• Required work: Everything from the line that contains "[mark] gold emblem" through the final line of the records below should be quoted exactly, except the pictures.
------------
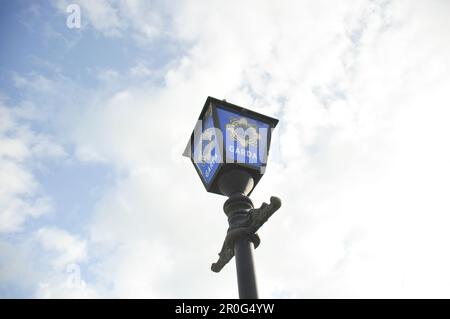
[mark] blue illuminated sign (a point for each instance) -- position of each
(245, 139)
(206, 151)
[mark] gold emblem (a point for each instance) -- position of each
(243, 132)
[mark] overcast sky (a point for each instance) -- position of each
(97, 201)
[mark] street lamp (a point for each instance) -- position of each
(229, 148)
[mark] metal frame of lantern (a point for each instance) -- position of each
(216, 105)
(237, 181)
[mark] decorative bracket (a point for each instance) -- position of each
(256, 218)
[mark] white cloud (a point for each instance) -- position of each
(68, 248)
(20, 196)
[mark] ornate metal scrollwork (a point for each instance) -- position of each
(256, 217)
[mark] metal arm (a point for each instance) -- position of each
(256, 218)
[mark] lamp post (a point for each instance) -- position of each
(229, 148)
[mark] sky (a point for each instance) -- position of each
(96, 200)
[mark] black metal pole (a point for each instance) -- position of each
(244, 220)
(245, 269)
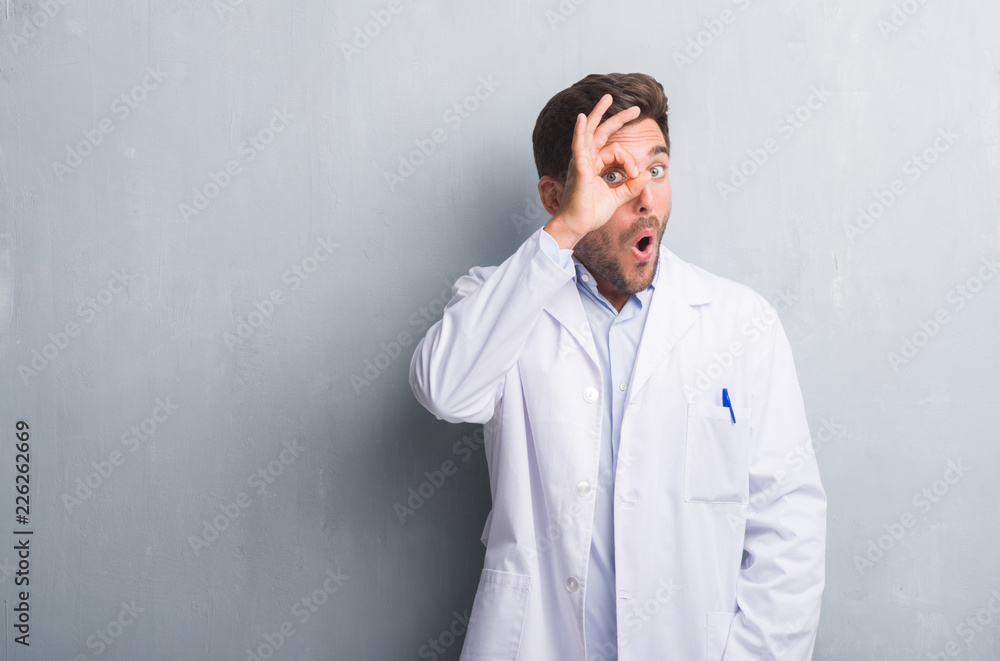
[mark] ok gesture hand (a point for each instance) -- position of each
(588, 201)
------------
• Task answer:
[mark] gold emblem (a point for each instance) -- position of each
(243, 132)
[mark] overcast sky (a point for each instance) -- position of each
(97, 201)
[mark] street lamp (a point for each instance) -- position of each
(229, 148)
[mark] metal frame of lantern (a point for each instance) -- position of each
(216, 105)
(237, 181)
[mark] decorative bracket (a point for each instance) -- position of each
(256, 218)
[mark] white cloud (a point for each instance) -- position of each
(68, 248)
(20, 196)
[mark] ornate metal scrollwork (a point for each instance) -- position of each
(256, 217)
[mark] metal arm (a point for each instance) -- position of each
(256, 218)
[mark] lamp post (a point for each instance) -- position of each
(229, 148)
[mark] sky (a point for each instance) -- position of each
(96, 200)
[mark] black metal pole (a point for each instance) -- position of each
(244, 220)
(245, 269)
[mark] ok gesture hand (a point for each instance) -- position of each
(588, 201)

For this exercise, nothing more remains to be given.